◆ **Problem**
Please print the entries below word for word, starting at the line containing "Please identify the man in yellow" and continuing through the end of the entries, with both ends included.

Dataset entries on where objects appear
>>>
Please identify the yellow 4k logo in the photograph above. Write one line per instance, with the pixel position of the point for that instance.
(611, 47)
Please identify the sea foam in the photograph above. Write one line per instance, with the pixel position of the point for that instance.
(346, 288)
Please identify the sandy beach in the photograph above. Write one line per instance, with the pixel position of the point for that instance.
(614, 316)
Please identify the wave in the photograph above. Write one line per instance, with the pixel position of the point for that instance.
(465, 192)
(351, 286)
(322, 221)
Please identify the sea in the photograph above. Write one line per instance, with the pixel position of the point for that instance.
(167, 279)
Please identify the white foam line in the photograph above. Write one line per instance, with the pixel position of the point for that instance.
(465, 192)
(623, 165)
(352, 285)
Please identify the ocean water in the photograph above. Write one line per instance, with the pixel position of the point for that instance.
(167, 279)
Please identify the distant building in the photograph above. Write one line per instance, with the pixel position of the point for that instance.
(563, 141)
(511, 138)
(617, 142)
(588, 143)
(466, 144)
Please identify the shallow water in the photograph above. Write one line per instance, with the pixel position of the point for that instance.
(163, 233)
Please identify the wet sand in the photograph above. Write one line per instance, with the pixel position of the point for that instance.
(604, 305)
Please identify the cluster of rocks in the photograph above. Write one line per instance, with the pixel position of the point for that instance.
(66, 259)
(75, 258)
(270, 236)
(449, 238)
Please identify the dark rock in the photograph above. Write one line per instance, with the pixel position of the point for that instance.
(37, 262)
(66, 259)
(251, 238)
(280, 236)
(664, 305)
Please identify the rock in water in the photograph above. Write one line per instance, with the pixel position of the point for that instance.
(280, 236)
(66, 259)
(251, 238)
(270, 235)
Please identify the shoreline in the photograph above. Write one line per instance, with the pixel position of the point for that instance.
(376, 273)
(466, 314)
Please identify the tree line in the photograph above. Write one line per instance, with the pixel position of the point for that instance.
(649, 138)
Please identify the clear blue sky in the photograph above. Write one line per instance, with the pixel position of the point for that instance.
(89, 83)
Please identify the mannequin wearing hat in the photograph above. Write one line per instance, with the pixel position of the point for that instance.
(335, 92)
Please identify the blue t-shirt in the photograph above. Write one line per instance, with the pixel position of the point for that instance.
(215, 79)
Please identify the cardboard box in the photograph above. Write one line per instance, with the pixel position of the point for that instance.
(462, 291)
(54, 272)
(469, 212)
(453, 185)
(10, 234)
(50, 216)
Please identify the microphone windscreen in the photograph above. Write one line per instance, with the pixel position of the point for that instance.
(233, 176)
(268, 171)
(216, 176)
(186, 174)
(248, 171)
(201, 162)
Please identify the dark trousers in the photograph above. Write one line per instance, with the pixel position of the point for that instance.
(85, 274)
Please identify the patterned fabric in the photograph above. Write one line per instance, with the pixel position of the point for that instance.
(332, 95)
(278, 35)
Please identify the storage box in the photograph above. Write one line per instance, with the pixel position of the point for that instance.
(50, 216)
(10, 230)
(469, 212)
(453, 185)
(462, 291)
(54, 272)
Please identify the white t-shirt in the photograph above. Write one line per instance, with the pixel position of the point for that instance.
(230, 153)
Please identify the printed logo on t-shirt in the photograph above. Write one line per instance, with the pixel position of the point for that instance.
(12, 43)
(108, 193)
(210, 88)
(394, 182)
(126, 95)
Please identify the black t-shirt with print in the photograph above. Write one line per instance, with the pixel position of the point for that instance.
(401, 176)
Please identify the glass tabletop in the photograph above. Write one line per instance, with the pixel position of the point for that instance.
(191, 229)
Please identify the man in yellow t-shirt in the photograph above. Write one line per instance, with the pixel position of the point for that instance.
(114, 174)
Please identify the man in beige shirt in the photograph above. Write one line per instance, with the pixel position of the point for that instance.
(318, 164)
<<<
◆ **Answer to this problem**
Please identify the man in yellow t-shirt in the photograph above. Write one line per instance, with the pixel position of the point for that instance.
(114, 174)
Please identify the man in beige shirt in the photograph above. Write one line per instance, with the pixel position of the point for that instance.
(318, 164)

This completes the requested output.